======== Provided entries ========
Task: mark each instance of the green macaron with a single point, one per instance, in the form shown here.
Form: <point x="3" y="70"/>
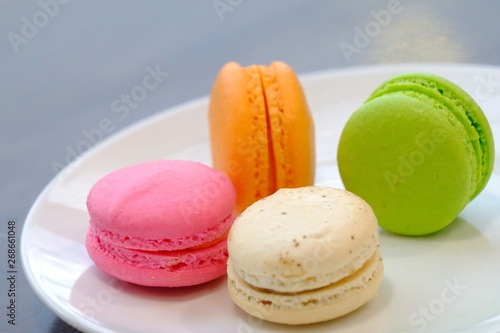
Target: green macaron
<point x="418" y="151"/>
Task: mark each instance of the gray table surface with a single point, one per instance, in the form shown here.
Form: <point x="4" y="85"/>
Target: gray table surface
<point x="63" y="63"/>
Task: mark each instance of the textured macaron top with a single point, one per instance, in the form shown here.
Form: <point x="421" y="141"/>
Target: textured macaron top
<point x="162" y="205"/>
<point x="261" y="130"/>
<point x="302" y="239"/>
<point x="461" y="111"/>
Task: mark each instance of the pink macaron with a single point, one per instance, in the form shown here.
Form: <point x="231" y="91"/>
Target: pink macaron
<point x="161" y="223"/>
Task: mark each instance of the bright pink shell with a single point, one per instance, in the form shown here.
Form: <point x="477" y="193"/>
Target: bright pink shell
<point x="161" y="223"/>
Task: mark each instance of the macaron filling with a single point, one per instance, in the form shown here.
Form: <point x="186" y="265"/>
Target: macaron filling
<point x="302" y="274"/>
<point x="165" y="244"/>
<point x="345" y="288"/>
<point x="173" y="261"/>
<point x="464" y="115"/>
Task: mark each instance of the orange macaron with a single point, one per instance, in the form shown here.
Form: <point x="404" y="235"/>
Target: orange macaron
<point x="261" y="130"/>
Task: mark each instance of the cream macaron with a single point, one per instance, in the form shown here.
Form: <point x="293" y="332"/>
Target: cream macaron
<point x="304" y="255"/>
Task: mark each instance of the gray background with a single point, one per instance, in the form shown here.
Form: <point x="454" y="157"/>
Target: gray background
<point x="64" y="63"/>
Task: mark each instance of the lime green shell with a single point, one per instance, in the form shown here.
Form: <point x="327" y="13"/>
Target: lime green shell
<point x="418" y="151"/>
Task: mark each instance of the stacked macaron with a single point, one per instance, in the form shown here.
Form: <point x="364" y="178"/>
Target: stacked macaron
<point x="418" y="151"/>
<point x="261" y="130"/>
<point x="161" y="223"/>
<point x="304" y="255"/>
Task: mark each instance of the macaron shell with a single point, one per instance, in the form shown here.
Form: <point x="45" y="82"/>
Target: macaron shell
<point x="261" y="130"/>
<point x="302" y="239"/>
<point x="313" y="306"/>
<point x="412" y="167"/>
<point x="461" y="106"/>
<point x="163" y="201"/>
<point x="291" y="126"/>
<point x="238" y="132"/>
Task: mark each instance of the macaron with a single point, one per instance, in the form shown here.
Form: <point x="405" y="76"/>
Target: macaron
<point x="304" y="255"/>
<point x="261" y="130"/>
<point x="161" y="223"/>
<point x="418" y="151"/>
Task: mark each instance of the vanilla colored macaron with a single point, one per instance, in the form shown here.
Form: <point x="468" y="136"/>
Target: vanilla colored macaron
<point x="304" y="255"/>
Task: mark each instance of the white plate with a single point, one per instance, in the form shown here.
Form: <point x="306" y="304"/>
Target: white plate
<point x="447" y="282"/>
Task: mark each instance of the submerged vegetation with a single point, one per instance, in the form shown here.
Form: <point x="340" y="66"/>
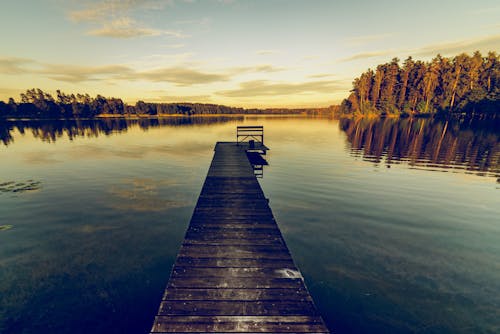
========
What the task requires: Every line of the data above is to be set down exactly; the pictures are not.

Written answer:
Task: mark each instance of the green macaron with a single point, one per instance, in the form shown here.
Form: <point x="3" y="70"/>
Target: green macaron
<point x="418" y="151"/>
Task: mark each instance of the gray table surface with a single point, one per instance, in the form shown here.
Form: <point x="4" y="85"/>
Target: gray table surface
<point x="63" y="63"/>
Task: mark each instance of the textured macaron top with a single point, one per instance, in the form shown here.
Form: <point x="421" y="141"/>
Target: textured macaron top
<point x="162" y="205"/>
<point x="261" y="130"/>
<point x="302" y="239"/>
<point x="461" y="111"/>
Task: mark each instance of the pink macaron with a single point, one per instance, in the form shown here.
Form: <point x="231" y="91"/>
Target: pink macaron
<point x="161" y="223"/>
Task: mark each instance of the bright pink shell with a single point, one per instance, in the form shown here.
Form: <point x="477" y="193"/>
Target: bright pink shell
<point x="161" y="223"/>
Task: mark each instance of the macaron filling with a single point, one per instance, in the form shown here.
Form: <point x="186" y="265"/>
Target: macaron filling
<point x="302" y="274"/>
<point x="165" y="244"/>
<point x="345" y="288"/>
<point x="173" y="261"/>
<point x="464" y="115"/>
Task: mark each instance of the orange macaron with a single point, one per instance, in the form shown here.
Form: <point x="404" y="235"/>
Target: orange macaron
<point x="261" y="130"/>
Task: mark each instance of the cream macaron with a single point, one per instance, in the form shown here.
Form: <point x="293" y="332"/>
Target: cream macaron
<point x="304" y="255"/>
Task: mark each instance of the gray background with a single point, one per instance, in the form shown here.
Form: <point x="454" y="157"/>
Target: gray background
<point x="64" y="63"/>
Task: mark each instance of the lime green shell with a single point, one per instance, in the form shown here.
Form: <point x="327" y="13"/>
Target: lime green shell
<point x="418" y="151"/>
Task: mark each instance of the stacked macaron with a single point, one per instance, in the form shown here.
Form: <point x="364" y="178"/>
Target: stacked macaron
<point x="418" y="151"/>
<point x="261" y="130"/>
<point x="161" y="223"/>
<point x="304" y="255"/>
Task: mark each instance of the macaron shell with a single point, one per instance, in the form shown here.
Form: <point x="45" y="82"/>
Target: macaron shell
<point x="261" y="130"/>
<point x="302" y="239"/>
<point x="313" y="306"/>
<point x="412" y="167"/>
<point x="461" y="106"/>
<point x="163" y="201"/>
<point x="291" y="126"/>
<point x="238" y="132"/>
Task: mark each instance of the macaron with a single point, one per instance, in the form shown here.
Form: <point x="405" y="76"/>
Target: macaron
<point x="304" y="255"/>
<point x="261" y="130"/>
<point x="161" y="223"/>
<point x="418" y="151"/>
Task: mark each instance of the vanilla colored macaron with a single point, one per instance, in the form shown here.
Form: <point x="468" y="136"/>
Target: vanilla colored macaron
<point x="304" y="255"/>
Task: mark each instance of the white plate with a single point, one per instance, in the form shown here.
Form: <point x="306" y="304"/>
Target: white plate
<point x="447" y="282"/>
Task: mark each instance of the submerged vegetation with a single point, one per instance, in the form shown here.
Form: <point x="340" y="66"/>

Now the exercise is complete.